Aim of the exercise
Copy the items from their start through the line containing "151L89 236L3 200L5", both ends included, replacing "rough mask" with "coarse mask" and keeping everything else the same. Leave the pictures out of the answer.
+ + +
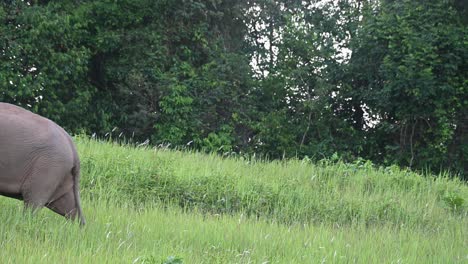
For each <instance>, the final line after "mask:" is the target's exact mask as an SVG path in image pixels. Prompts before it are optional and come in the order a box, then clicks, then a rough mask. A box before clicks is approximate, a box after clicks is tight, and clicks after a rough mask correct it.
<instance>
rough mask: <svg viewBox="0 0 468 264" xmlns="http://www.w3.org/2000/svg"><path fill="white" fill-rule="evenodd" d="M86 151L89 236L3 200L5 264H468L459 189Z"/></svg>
mask: <svg viewBox="0 0 468 264" xmlns="http://www.w3.org/2000/svg"><path fill="white" fill-rule="evenodd" d="M77 143H78V148H79V152H80V155H81V159H82V196H83V207H84V211H85V214H86V217H87V221H88V225H87V226H86V227H85V228H84V229H83V230H80V229H79V228H78V227H77V226H76V225H73V224H70V223H68V222H66V221H64V220H63V219H62V218H61V217H58V216H56V215H54V214H53V213H51V212H50V211H48V210H42V211H41V212H40V213H39V215H37V216H35V217H29V216H25V215H23V214H22V213H21V203H20V202H18V201H14V200H11V199H7V198H1V199H0V208H1V209H2V210H0V220H1V221H2V225H0V243H1V245H0V247H1V249H2V250H0V259H2V263H3V262H6V263H38V262H39V263H59V262H68V263H164V262H166V263H178V259H179V258H180V259H182V261H183V263H322V262H325V263H353V262H355V263H465V262H467V261H468V250H467V248H468V239H467V237H468V233H467V227H468V218H467V215H468V205H467V200H468V187H467V186H466V184H464V183H461V182H459V181H457V180H450V179H447V178H444V177H439V178H433V177H432V176H430V175H428V176H424V177H423V176H421V175H418V174H415V173H411V172H408V171H401V170H399V169H397V168H381V169H376V168H373V167H372V166H371V165H370V164H366V163H356V164H348V165H346V164H341V163H337V164H326V163H323V164H311V163H310V162H309V161H306V160H290V161H284V162H280V161H276V162H263V161H260V160H256V159H246V158H242V157H229V158H220V157H218V156H216V155H205V154H200V153H187V152H179V151H169V150H164V149H150V148H133V147H130V146H119V145H117V144H109V143H105V142H97V141H93V140H88V139H85V138H78V139H77ZM171 256H173V257H174V258H172V259H171V258H170V257H171Z"/></svg>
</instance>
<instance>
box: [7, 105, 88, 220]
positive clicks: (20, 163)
mask: <svg viewBox="0 0 468 264" xmlns="http://www.w3.org/2000/svg"><path fill="white" fill-rule="evenodd" d="M79 179H80V159H79V157H78V153H77V150H76V146H75V144H74V143H73V141H72V138H71V137H70V135H69V134H68V133H67V132H65V130H64V129H63V128H62V127H60V126H59V125H57V124H56V123H54V122H53V121H51V120H49V119H47V118H45V117H42V116H40V115H37V114H34V113H32V112H31V111H29V110H26V109H24V108H21V107H19V106H15V105H12V104H8V103H1V102H0V195H2V196H6V197H10V198H15V199H19V200H23V201H24V205H25V208H26V209H28V210H29V209H31V210H32V211H33V212H35V211H37V210H38V209H40V208H43V207H47V208H49V209H51V210H52V211H54V212H56V213H58V214H60V215H62V216H64V217H66V218H67V219H71V220H76V219H77V218H78V220H79V222H80V225H81V226H83V225H84V224H85V218H84V216H83V212H82V209H81V202H80V193H79Z"/></svg>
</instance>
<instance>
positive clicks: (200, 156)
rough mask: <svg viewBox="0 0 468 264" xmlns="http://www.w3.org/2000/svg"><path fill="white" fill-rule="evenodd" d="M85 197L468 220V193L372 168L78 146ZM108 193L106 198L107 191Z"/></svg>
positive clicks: (313, 214) (408, 219)
mask: <svg viewBox="0 0 468 264" xmlns="http://www.w3.org/2000/svg"><path fill="white" fill-rule="evenodd" d="M78 149H79V151H80V154H81V157H82V172H83V175H86V176H85V177H84V178H83V181H82V187H83V195H85V196H86V197H89V198H90V199H91V200H93V201H96V202H97V201H98V200H109V201H113V203H115V204H120V203H121V202H125V204H127V205H131V206H133V207H136V208H144V207H146V206H150V205H151V204H164V205H168V204H171V205H177V206H179V207H181V208H184V209H186V210H189V211H193V210H196V211H199V212H204V213H209V214H228V215H232V214H237V213H243V214H244V215H245V216H249V217H256V218H260V219H271V220H273V221H275V222H280V223H287V224H292V223H311V224H312V223H313V224H323V223H336V224H338V225H353V224H356V223H360V224H364V225H367V226H379V225H383V224H385V225H395V226H400V225H402V224H404V225H406V226H418V227H424V228H432V227H435V226H437V225H438V224H439V223H440V221H444V219H445V218H446V216H447V214H449V215H450V217H455V218H457V217H464V216H466V214H467V209H468V207H467V204H465V203H464V199H466V198H465V197H468V196H467V195H468V193H467V188H466V186H465V185H464V184H463V183H461V182H460V181H448V180H447V179H446V178H442V179H439V180H437V181H433V180H432V179H431V178H432V176H431V175H427V177H423V176H421V175H419V174H416V173H413V172H410V171H407V170H400V169H399V168H398V167H396V166H394V167H388V168H376V167H375V165H373V164H372V163H371V162H370V161H364V160H360V161H357V162H355V163H353V164H345V163H343V162H341V161H336V160H335V161H333V162H332V161H322V162H321V163H320V164H318V165H314V164H312V163H311V162H310V160H289V161H282V162H272V163H266V162H263V161H261V160H257V159H255V158H249V159H247V158H245V157H240V156H238V157H236V156H235V157H233V158H226V159H223V158H220V157H218V156H217V155H215V154H209V155H207V154H202V153H186V152H176V151H170V150H166V149H149V148H148V149H147V148H141V147H140V148H133V147H131V146H128V145H124V146H119V145H117V144H115V143H114V144H109V143H104V142H96V141H93V140H88V139H86V138H80V139H79V140H78ZM104 189H108V191H106V192H104V193H103V192H102V190H104Z"/></svg>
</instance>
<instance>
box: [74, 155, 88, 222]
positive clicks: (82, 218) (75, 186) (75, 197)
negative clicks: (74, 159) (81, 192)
mask: <svg viewBox="0 0 468 264" xmlns="http://www.w3.org/2000/svg"><path fill="white" fill-rule="evenodd" d="M72 175H73V193H74V195H75V207H76V210H77V213H78V217H79V221H80V225H81V226H84V225H85V223H86V221H85V218H84V215H83V210H81V200H80V163H79V162H78V163H77V164H76V165H75V167H73V169H72Z"/></svg>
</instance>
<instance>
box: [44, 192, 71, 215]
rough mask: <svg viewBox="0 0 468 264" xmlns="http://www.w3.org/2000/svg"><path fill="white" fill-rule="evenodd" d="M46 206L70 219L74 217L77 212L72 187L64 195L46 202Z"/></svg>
+ + +
Final answer
For each <instance>, the final line after "mask:" is the target's exact mask as an SVG path in image pixels. Prompts before it are optional and come in the order a box, then clicks, then a coarse mask. A box before clicks is approximate, a box after clicks is tight, and clicks after a coarse mask correct it.
<instance>
coarse mask: <svg viewBox="0 0 468 264" xmlns="http://www.w3.org/2000/svg"><path fill="white" fill-rule="evenodd" d="M86 151L89 236L3 200L5 264H468L459 189Z"/></svg>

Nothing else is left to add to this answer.